PROVIDED MATERIAL
-------------------------
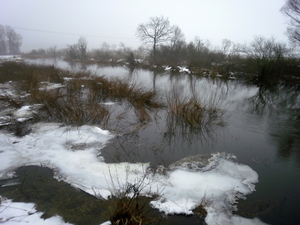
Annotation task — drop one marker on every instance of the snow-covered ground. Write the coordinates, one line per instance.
(75, 155)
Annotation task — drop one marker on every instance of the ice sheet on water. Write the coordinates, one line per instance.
(18, 213)
(74, 153)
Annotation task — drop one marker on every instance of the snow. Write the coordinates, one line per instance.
(75, 155)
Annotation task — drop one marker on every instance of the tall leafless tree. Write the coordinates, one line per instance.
(157, 31)
(14, 40)
(3, 46)
(292, 10)
(82, 47)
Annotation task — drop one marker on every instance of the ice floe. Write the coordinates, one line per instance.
(74, 153)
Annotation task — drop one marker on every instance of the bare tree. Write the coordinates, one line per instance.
(82, 46)
(157, 31)
(292, 10)
(267, 58)
(3, 46)
(14, 40)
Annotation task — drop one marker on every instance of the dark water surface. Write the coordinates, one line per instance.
(261, 126)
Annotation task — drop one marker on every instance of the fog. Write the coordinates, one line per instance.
(58, 23)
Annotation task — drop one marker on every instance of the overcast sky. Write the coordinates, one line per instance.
(45, 23)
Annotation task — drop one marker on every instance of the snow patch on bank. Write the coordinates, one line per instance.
(75, 155)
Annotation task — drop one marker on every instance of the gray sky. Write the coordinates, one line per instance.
(45, 23)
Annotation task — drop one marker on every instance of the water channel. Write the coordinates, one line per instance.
(260, 126)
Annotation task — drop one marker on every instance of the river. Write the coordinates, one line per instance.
(259, 125)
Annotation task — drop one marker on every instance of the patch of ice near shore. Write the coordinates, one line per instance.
(75, 155)
(19, 213)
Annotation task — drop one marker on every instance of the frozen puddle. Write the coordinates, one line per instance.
(74, 154)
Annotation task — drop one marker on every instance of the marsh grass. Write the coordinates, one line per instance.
(130, 208)
(77, 100)
(190, 113)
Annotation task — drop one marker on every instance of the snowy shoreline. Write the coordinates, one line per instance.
(74, 153)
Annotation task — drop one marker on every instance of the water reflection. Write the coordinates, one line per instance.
(282, 105)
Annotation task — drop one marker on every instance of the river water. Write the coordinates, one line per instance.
(261, 126)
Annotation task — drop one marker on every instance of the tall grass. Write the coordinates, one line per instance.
(191, 114)
(78, 99)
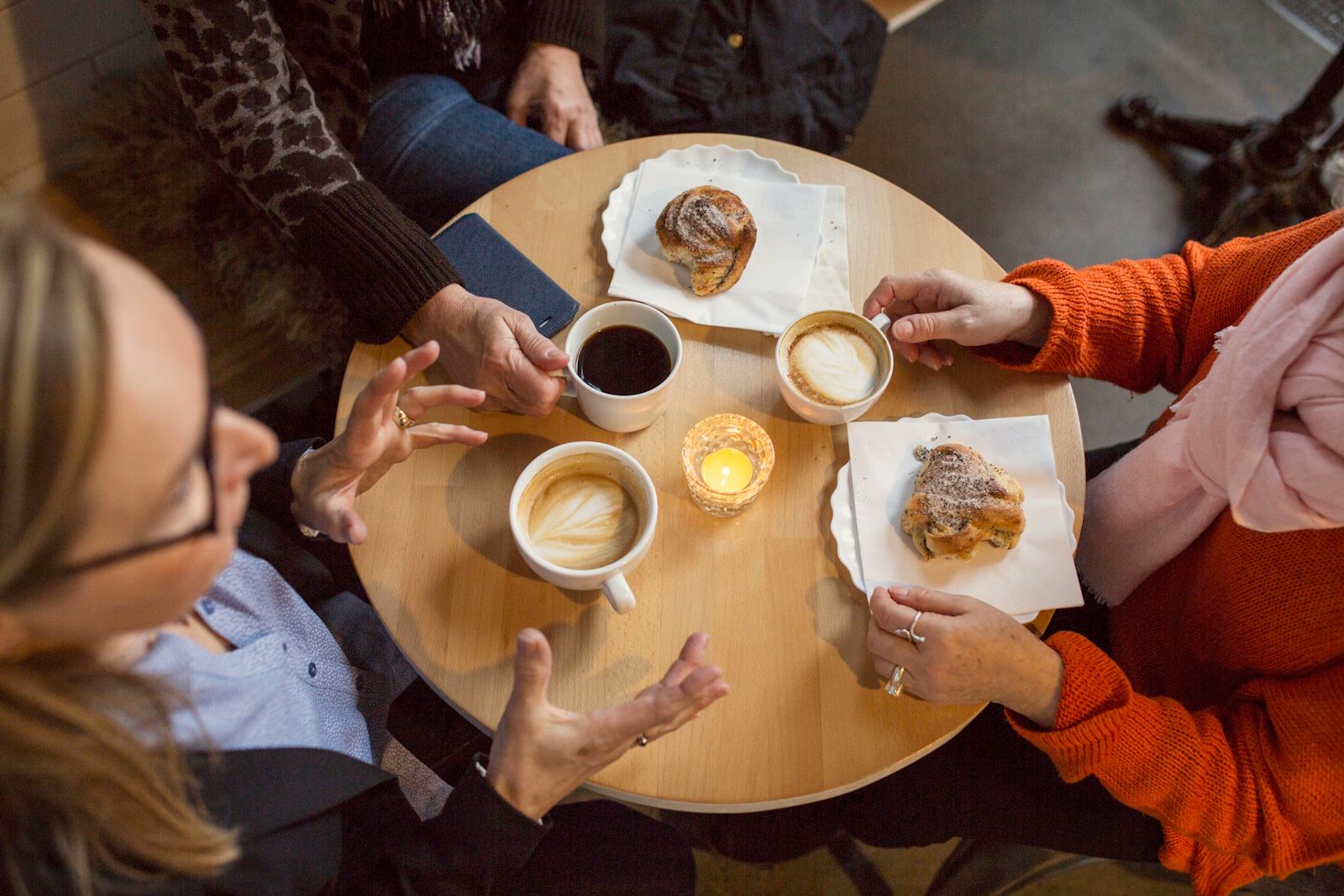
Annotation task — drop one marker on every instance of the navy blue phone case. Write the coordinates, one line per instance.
(491, 266)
-------------------------
WHAT YOU SHOULD DO
Leave the pictures aside and give the records above back word for word.

OUTPUT FOR THIS TASK
Annotation task — drop one marker on every instance of the snow-covered ground. Write the coordinates, one line per instance.
(75, 155)
Annotation task — drop one marker on every instance of the ice sheet on water. Write the coordinates, one line per instance.
(18, 213)
(74, 153)
Annotation task — drop one marker on every instance of the snow. Write the coordinates, one line per instance.
(75, 155)
Annotation task — drop one marker on every instance of the tall leafless tree. Write the coordinates, one line per instance.
(157, 31)
(14, 40)
(3, 46)
(292, 10)
(82, 47)
Annotation task — drop one marker on every instance of the ice floe. Write the coordinates, one line per instance.
(74, 153)
Annotation task — drop one marker on every instance of the bare tree. Write the coordinates, one line per instance.
(82, 46)
(157, 31)
(292, 10)
(267, 58)
(3, 46)
(14, 40)
Annotation task — drop one marker on every instance of the dark water surface. Write the coordinates, one line per instance.
(261, 126)
Annotation task — drop one marker on every instance of the fog. Write the coordinates, one line per instance.
(58, 23)
Annotation task — drop one marker on every instance of the overcast sky. Write the coordinates, one line per instance.
(45, 23)
Annotation task — drop one marker on every instance of the snow patch on bank. Write the coordinates, one line per instance.
(75, 155)
Annotation task — drop one marker on every instance of the gray sky. Write the coordinates, one line per instance.
(45, 23)
Annotation task — drop one marker on every instance of the water channel. Write the coordinates, one line per instance.
(260, 126)
Annotation task — drop one marker on every instance of the river. Write the coordinates, one line per instance.
(259, 125)
Annotation task — drop one marker on every instance of the patch of ice near shore. Write the coordinates, one line per instance.
(75, 155)
(19, 213)
Annotation task — drop one marker on every instance of the frozen puddle. Write the coordinates, one line per instance.
(74, 154)
Annotation task — drop one marker on every instance of the marsh grass. Write the coordinates, one line per instance.
(130, 208)
(77, 100)
(190, 113)
Annotation task — drop one marker on every instance of the snowy shoreline. Write the coordinates, one line per instance.
(74, 153)
Annotation task — drop one marker on every instance of the water reflection. Write the coordinates, one line per instance.
(282, 105)
Annotation task — drop one marker on every instance of the river water. Write the coordinates, one line per instance.
(261, 126)
Annotation task — drop one marker on every instance of the tall grass. Write the coordinates, one line per instance.
(191, 114)
(78, 99)
Annotation task — drop one marker on every instance of the navy blue phone case. Write the coordinates, one line per instance.
(491, 266)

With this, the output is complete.